Records from a data collection
※
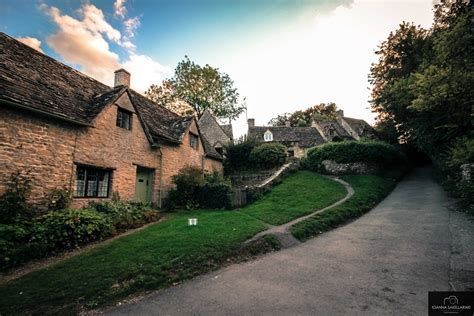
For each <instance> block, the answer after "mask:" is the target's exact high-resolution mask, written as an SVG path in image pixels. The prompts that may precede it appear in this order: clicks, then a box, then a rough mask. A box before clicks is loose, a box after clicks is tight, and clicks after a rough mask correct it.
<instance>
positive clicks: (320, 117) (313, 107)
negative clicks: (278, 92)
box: [268, 102, 338, 127]
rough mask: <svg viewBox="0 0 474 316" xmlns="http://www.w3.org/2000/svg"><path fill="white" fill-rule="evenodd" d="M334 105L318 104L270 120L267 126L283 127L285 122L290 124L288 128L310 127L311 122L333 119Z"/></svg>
mask: <svg viewBox="0 0 474 316" xmlns="http://www.w3.org/2000/svg"><path fill="white" fill-rule="evenodd" d="M337 111H338V109H337V106H336V103H333V102H330V103H320V104H317V105H314V106H312V107H309V108H307V109H306V110H302V111H301V110H299V111H296V112H293V113H285V114H283V115H278V116H277V117H275V118H272V119H271V120H270V122H268V124H269V125H272V126H285V125H286V122H289V123H290V126H299V127H305V126H311V122H312V121H313V120H327V119H334V118H335V117H336V114H337Z"/></svg>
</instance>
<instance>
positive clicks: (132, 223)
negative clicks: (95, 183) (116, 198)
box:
※
Task directions
Copy out the entries exactly as they stand, omitting the images.

Exercise result
For each <instance> block, the answer after "mask:" is the target's exact high-resolution mask, written as an SVG path in image pixels. The prompts that may precede it appear in this order: clicks, then a box, then a rough mask. A box before clicks is loose, a box after clicks is tight, and clicks after a rough mask correct it.
<instance>
positive clicks: (320, 117) (313, 107)
negative clicks: (278, 92)
box: [268, 102, 338, 127]
rough mask: <svg viewBox="0 0 474 316" xmlns="http://www.w3.org/2000/svg"><path fill="white" fill-rule="evenodd" d="M334 105L318 104L270 120L267 126L283 127L285 122L290 124L288 128L310 127L311 122L333 119Z"/></svg>
mask: <svg viewBox="0 0 474 316" xmlns="http://www.w3.org/2000/svg"><path fill="white" fill-rule="evenodd" d="M337 111H338V109H337V106H336V103H333V102H330V103H320V104H317V105H314V106H312V107H309V108H307V109H306V110H302V111H301V110H299V111H296V112H293V113H285V114H283V115H278V116H277V117H275V118H272V119H271V120H270V122H268V124H269V125H272V126H285V125H286V122H289V123H290V126H299V127H305V126H311V122H312V121H313V120H327V119H334V118H335V117H336V114H337Z"/></svg>
</instance>
<instance>
positive clicks: (132, 223)
negative clicks: (95, 183) (116, 198)
box:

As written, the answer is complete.